> TASK A
Render the stretch of the records from the line containing "# test: point on every instance of the man's beard" through the end of the records as a JSON list of strings, with one string per line and blank lines left out.

> GIVEN PASSAGE
- - -

The present disclosure relates generally to welding systems, including welders. Specifically, the present disclosure relates to a DC-powered welding system.
Welding systems have become virtually ubiquitous throughout industry. Such systems are currently used in all industries, including manufacturing, physical plant construction, ship building, pipeline construction, maintenance and repair, and so forth. While variations exist in the system configurations and their modes of operation, many such systems are strictly electrical and rely upon the creation of a welding arc to melt and fuse base metals and/or adder metals, typically in the form of rods and wires. Currently available systems include, for example, gas metal arc welding (GMAW) systems, gas tungsten arc welding (GTAW), shielded metal arc welding (SMAW) systems, etc. In conventional terms, such systems may include so-called stick welders, tungsten inert gas (TIG) welders, metal inert gas (MIG) welders, and so forth. It should be noted that in the present context, although references are made to “welding” systems and operations, the term here is intended to cover similar and related processes, such as heating (e.g., induction heating used to support welding operations) systems, and cutting systems (e.g., plasma torch systems).
Historically, the industrial welding market has favored an alternating current (AC) power distribution system over a direct current (DC) power distribution system due to several advantages of AC power distribution. For example, AC power distribution systems are known for ease of changing voltages using a transformer, and relatively low loss due to transmission over long distances. However, DC loads have always existed, and the percentage of applications that use DC power has been increasing. Today, many loads utilize DC power, from light rail systems to computers, to server farms. Despite the general advantages of AC power distribution systems, it has been shown that server farms generally run more efficiently when powered off of a DC bus. This is partially due to the removal of unnecessary power conversion stages, and partially due to technical advances in power distribution techniques and equipment.
With the acceptance and observed advantage of using DC power distribution in the server farm market, it may be beneficial to implement DC power distribution in the industrial welding market as well. However, existing arc welders are typically designed to be used with AC power distribution. Thus, there is a need for an arc welder for use with DC power distribution systems.
In one embodiment, a system includes a welding-type system including circuitry configured to receive DC power directly from a distributed DC bus, to generate a current using the received DC power, and to isolate the welding-type system from the distributed DC bus.

- - -

> DATA SHOWN
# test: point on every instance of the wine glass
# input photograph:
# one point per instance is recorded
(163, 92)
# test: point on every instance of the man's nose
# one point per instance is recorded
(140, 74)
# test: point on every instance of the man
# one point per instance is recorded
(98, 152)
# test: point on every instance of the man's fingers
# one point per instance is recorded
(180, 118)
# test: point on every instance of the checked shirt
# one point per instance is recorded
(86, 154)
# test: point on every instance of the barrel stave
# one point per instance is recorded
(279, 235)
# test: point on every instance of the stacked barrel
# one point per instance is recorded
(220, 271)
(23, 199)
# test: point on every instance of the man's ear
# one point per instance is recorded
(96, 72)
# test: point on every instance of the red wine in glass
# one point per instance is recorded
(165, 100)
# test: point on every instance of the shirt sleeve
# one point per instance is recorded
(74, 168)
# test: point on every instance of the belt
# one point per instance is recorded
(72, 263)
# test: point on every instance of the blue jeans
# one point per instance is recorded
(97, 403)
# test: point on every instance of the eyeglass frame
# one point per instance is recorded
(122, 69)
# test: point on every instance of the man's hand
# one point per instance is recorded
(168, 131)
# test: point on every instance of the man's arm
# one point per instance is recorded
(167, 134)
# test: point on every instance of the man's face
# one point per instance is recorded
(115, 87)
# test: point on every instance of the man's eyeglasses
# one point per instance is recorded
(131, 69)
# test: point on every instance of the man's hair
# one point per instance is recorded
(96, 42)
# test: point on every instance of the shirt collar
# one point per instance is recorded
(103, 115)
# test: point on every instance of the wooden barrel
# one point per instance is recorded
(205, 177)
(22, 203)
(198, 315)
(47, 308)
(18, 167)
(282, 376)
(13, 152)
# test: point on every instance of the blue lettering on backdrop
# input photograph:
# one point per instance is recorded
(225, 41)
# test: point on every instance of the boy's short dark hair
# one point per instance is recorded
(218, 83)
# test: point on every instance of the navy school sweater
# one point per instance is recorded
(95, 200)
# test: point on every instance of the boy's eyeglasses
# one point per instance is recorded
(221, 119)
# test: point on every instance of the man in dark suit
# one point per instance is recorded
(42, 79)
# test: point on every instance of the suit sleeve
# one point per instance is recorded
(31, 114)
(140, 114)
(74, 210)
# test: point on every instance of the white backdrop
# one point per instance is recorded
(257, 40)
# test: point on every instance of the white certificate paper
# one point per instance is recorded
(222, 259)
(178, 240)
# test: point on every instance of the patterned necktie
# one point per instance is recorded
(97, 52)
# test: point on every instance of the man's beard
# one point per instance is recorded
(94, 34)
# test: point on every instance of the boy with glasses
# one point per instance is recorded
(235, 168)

- - -

> TASK B
Reproduce the stretch of the DC welding passage above from "With the acceptance" through "power distribution systems." word for word.

> FINISHED ANSWER A
[
  "# test: point on every instance of the man's beard",
  "# one point per instance is recorded",
  "(94, 34)",
  "# test: point on every instance of the boy with glasses",
  "# one point per instance is recorded",
  "(235, 168)"
]

> FINISHED ANSWER B
With the acceptance and observed advantage of using DC power distribution in the server farm market, it may be beneficial to implement DC power distribution in the industrial welding market as well. However, existing arc welders are typically designed to be used with AC power distribution. Thus, there is a need for an arc welder for use with DC power distribution systems.